- Exercise input

--*--

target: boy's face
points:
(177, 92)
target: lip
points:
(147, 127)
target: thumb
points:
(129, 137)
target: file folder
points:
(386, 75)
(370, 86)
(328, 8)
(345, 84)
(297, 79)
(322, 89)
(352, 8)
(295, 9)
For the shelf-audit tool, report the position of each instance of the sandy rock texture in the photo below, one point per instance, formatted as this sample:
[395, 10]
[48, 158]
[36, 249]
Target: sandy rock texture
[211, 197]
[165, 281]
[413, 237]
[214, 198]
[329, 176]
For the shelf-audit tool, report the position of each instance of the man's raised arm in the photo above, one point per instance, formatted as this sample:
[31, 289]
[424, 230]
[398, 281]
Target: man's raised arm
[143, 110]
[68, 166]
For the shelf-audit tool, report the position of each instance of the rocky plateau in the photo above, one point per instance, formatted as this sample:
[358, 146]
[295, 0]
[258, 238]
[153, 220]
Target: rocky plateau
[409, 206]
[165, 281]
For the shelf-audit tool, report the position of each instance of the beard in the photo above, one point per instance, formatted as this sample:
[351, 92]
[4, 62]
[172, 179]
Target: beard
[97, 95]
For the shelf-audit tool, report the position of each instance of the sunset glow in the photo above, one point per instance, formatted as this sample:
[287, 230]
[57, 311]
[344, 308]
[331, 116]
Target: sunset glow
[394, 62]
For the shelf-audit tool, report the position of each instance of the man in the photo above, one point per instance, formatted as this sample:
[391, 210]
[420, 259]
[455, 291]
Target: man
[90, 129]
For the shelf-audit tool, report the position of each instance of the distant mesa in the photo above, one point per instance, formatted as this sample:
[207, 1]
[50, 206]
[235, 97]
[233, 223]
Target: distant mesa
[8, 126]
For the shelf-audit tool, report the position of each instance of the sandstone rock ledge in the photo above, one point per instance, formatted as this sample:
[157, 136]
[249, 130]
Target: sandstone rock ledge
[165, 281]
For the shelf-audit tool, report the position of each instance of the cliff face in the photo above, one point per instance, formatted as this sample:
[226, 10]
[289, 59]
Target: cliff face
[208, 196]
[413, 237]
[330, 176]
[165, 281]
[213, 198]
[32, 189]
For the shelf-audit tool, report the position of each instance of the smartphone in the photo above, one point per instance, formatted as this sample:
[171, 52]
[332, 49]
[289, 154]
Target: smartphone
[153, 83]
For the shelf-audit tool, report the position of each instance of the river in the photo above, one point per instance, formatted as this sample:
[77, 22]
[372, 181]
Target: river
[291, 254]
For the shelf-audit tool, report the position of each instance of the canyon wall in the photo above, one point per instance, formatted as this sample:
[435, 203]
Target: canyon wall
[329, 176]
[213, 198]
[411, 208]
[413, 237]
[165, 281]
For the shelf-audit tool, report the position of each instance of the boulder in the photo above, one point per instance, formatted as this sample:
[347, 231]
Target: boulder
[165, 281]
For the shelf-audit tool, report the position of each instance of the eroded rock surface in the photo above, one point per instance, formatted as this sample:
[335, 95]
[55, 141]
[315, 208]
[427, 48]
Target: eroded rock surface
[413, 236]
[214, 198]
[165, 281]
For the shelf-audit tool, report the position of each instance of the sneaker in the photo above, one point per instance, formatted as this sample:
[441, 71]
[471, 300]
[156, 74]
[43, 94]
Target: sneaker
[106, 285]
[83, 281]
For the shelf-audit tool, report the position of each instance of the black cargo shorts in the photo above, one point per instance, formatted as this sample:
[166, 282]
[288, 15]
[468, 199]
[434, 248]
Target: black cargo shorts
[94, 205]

--*--

- Problem to solve
Write out the stretch from the line containing "of the black" through the end of the entries, reproducing every line word for word.

- Task output
For the shelf-audit tool, report the position of each instance of the black cargo shorts in the photo above, one point per instance, formatted as this sample:
[166, 282]
[288, 15]
[468, 199]
[434, 248]
Target: black cargo shorts
[94, 205]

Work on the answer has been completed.